▶ [EXCERPT PROVIDED]
··········

Storage Overhead. HeatWatch needs to store three sets of information. (1) HeatWatch stores the acceleration factor for only logarithmic time intervals from 0.5 s to 1 year (26 intervals in total). HeatWatch stores the current and previous value of each acceleration factor, as described in Tracking SSD *Temperature* above. Assuming that each acceleration factor is stored as a 4 B floating-point number, the total log requires 208 B of storage. (2) HeatWatch stores the programming temperature, dwell time, and program time for each flash block. Assuming that each piece of information uses 4 B, for a 1 TB SSD with an 8 MB flash block size, HeatWatch uses 1.5 MB of storage in total to store this information. (3) HeatWatch needs a 32-bit counter, and must store the timestamps for the last 20 full disk writes (Section 3.4), which requires 84 B of storage. In total, the three sets of information require less than 1.6 MB of storage. To minimize the performance overhead of accessing this data, HeatWatch buffers the data in the on-board DRAM in the SSD controller [4,5]. The storage overhead is very small, as a 1 TB SSD typically contains 1 GB of DRAM for caching [4,5].

··········

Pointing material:
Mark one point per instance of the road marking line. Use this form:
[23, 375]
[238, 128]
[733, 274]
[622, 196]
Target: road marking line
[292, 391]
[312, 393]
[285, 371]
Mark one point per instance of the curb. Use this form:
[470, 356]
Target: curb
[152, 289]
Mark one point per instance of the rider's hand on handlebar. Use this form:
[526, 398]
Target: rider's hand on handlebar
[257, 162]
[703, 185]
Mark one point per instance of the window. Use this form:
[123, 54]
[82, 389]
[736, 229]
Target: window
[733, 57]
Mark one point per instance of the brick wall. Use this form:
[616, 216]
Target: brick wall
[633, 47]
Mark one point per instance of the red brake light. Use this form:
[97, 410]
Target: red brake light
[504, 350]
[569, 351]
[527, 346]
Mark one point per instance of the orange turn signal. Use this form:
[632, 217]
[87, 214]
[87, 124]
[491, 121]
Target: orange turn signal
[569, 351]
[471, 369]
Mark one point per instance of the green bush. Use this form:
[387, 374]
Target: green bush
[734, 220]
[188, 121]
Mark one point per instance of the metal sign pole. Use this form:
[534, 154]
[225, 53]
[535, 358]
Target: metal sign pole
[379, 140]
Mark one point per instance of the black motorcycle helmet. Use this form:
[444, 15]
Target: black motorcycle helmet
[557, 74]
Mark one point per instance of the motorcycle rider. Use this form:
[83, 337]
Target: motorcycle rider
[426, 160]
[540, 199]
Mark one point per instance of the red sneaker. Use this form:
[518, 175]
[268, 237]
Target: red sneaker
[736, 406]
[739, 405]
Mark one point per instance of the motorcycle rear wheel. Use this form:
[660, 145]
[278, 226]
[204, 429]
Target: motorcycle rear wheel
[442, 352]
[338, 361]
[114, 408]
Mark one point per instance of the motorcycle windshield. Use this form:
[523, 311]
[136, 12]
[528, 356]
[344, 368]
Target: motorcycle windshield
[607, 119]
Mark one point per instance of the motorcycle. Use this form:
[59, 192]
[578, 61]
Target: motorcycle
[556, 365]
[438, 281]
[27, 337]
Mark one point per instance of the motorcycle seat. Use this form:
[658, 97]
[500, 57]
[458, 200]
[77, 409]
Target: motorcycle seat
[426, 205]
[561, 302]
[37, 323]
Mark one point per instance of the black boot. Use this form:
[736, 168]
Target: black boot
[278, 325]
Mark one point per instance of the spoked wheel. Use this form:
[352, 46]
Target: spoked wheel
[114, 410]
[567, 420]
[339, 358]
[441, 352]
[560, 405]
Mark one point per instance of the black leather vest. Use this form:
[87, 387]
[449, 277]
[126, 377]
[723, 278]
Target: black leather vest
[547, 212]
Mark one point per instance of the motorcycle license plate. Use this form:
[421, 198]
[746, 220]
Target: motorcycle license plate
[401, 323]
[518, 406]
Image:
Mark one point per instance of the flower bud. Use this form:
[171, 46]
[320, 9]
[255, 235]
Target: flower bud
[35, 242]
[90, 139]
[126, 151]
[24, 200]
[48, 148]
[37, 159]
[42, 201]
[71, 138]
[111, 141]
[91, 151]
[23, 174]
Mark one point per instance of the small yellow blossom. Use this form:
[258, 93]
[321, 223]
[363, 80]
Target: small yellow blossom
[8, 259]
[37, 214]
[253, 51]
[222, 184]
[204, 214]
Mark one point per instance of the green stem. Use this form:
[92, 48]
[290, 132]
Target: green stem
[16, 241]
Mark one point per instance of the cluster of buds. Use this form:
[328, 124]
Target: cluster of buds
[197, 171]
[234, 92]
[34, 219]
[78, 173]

··········

▶ [REQUIRED TASK]
Continue the passage on HeatWatch's storage overhead, picking up after its final sentence.

▶ [THE RESPONSE]
**Latency Overhead.** HeatWatch performs two operations that contribute to its latency. (1) Every second, HeatWatch updates the acceleration factor log with the latest temperature reading. This update can be done in the background, and, thus, its performance overhead is negligible. (2) HeatWatch computes the URT model during each read operation, which involves performing *only* 16 arithmetic computations in the SSD controller (Section 4). The model computation latency is negligible compared to the flash read latency (>25 µs [27]).

#### 5.3. Evaluation

To evaluate HeatWatch, we examine the raw bit error rate (RBER) and lifetime of four different configurations:

- *Fixed V<sub>ref</sub>*, which always uses the default read reference voltage to read the data.
- *Retention-Only*, which predicts the optimal read reference voltage based on a model that considers only P/E cycle count and retention time [8, 12, 13, 41, 53, 55]. Note that this model always assumes a *fixed* retention loss speed, regardless of the dwell time and temperature.
- *HeatWatch*, our proposed mechanism to accurately predict the optimal read reference voltage by tracking dwell time and temperature and using our URT model.
- *Oracle*, which always *ideally* uses the measured optimal read reference voltage, and does *not* incur any performance overhead. Note that this is *not* implementable.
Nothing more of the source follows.